-- BEGIN SOURCE --

157. Condition 1 (set out in subsection (2)) requires a news representative to be accredited. Clause 41 defines accredited news representative to mean a representative of one or more news organisations who belongs to a class of representatives on which rules of court confer a right to attend the proceedings in question. The production of a UK Press Authority Card is set out in rule 10.28 of the Family Proceedings Rules 1991 as sufficient evidence of accreditation. Condition 1 also requires that the news representative acquired the information which is to be published by attending the proceedings. Attendance at family proceedings is governed by rules of court: the Family Proceedings Rules 1991 (rule 10.28) were amended in April 2009 to give the media, but not the public more generally, a right to attend most family proceedings subject to discretion of the court to exclude their attendance in specific circumstances.
158. Condition 2 (set out in subsection (3)) requires publication to be by the accredited news representative who acquired the information, or with that representatives consent or pursuant to a contract or other agreement with that representative (for example, a report submitted to a newspaper by a staff journalist). Publication is also allowed by a person who has obtained the information from an authorised news publication (allowing further reporting of articles already classified as an authorised news publication).
159. Condition 3 (set out in subsection (4)) requires that the information is not identification information or sensitive personal information or restricted adoption information or restricted parental order information; or that if it is, then either the court has specifically permitted publication of the information, or the information identifies a professional witness and has not otherwise been specifically restricted by the court. Identification information and professional witness are defined in clause 41, sensitive personal information in clause 41 and Schedule 3 and restricted adoption information and restricted parental order information in clause 36.
160. Condition 4 (set out in subsection (5)) in conjunction with Condition 5 (set out in subsection (6)), ensures that a publication of an order or judgment which would not qualify as an authorised publication within clause 33 cannot qualify as an authorised news publication either.
161. Condition 5 (set out in subsection (6)) requires that the publication has not been prohibited by the court, and that it does not breach any restriction imposed by the court, either under the power of the court given in this subsection or under clause 33(1)(b) in relation to an order
162. Subsection (7) allows for the Courts powers to permit, prohibit or restrict publication of information under this clause to be exercisable not only on application but also on the courts own initiative.
Clause 35: Permitting publication for the purposes of section 34: general
163. Clause 35 provides the conditions for the court to exercise its power to relax the automatic restrictions on publication of identification information or sensitive personal information (permitting publication of restricted adoption or parental order information is subject to different conditions provided for in clause 36).

-- END SOURCE --

## [EXERCISES]
- a) According to the explanatory notes, in what month and year were the Family Proceedings Rules 1991 amended to give the media a right to attend most family proceedings?
- b) Report, in full, each line of the rows below that contains the string "boba". Case counts.

-- BEGIN GIVEN DATA --

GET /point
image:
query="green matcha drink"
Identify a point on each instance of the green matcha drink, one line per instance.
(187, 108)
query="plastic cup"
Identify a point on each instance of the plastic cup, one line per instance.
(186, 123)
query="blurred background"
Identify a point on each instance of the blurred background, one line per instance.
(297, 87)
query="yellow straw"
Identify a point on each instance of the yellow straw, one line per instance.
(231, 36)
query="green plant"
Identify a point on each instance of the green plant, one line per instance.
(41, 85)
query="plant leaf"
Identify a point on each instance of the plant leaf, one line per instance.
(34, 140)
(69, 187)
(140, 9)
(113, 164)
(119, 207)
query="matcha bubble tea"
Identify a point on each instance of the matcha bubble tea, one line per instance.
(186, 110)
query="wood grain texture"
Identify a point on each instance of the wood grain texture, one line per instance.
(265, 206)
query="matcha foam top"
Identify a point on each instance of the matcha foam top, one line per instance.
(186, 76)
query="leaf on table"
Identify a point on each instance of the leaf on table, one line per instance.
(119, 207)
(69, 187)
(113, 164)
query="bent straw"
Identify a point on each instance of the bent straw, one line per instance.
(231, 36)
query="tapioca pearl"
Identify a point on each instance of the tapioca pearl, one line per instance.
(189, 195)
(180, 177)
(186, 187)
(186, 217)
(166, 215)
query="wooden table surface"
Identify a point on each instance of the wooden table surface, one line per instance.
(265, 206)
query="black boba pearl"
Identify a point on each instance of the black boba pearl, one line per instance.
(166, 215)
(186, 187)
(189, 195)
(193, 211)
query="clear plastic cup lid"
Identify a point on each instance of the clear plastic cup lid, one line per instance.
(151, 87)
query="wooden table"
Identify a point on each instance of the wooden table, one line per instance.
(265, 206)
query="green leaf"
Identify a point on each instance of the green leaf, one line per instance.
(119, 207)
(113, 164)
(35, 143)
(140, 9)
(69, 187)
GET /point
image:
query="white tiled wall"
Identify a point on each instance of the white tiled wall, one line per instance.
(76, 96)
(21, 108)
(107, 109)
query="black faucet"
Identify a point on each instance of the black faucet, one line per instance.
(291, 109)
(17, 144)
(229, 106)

-- END GIVEN DATA --

## [SOLUTIONS]
- a) April 2009.

- b)
query="black boba pearl"
Identify a point on each instance of the black boba pearl, one line per instance.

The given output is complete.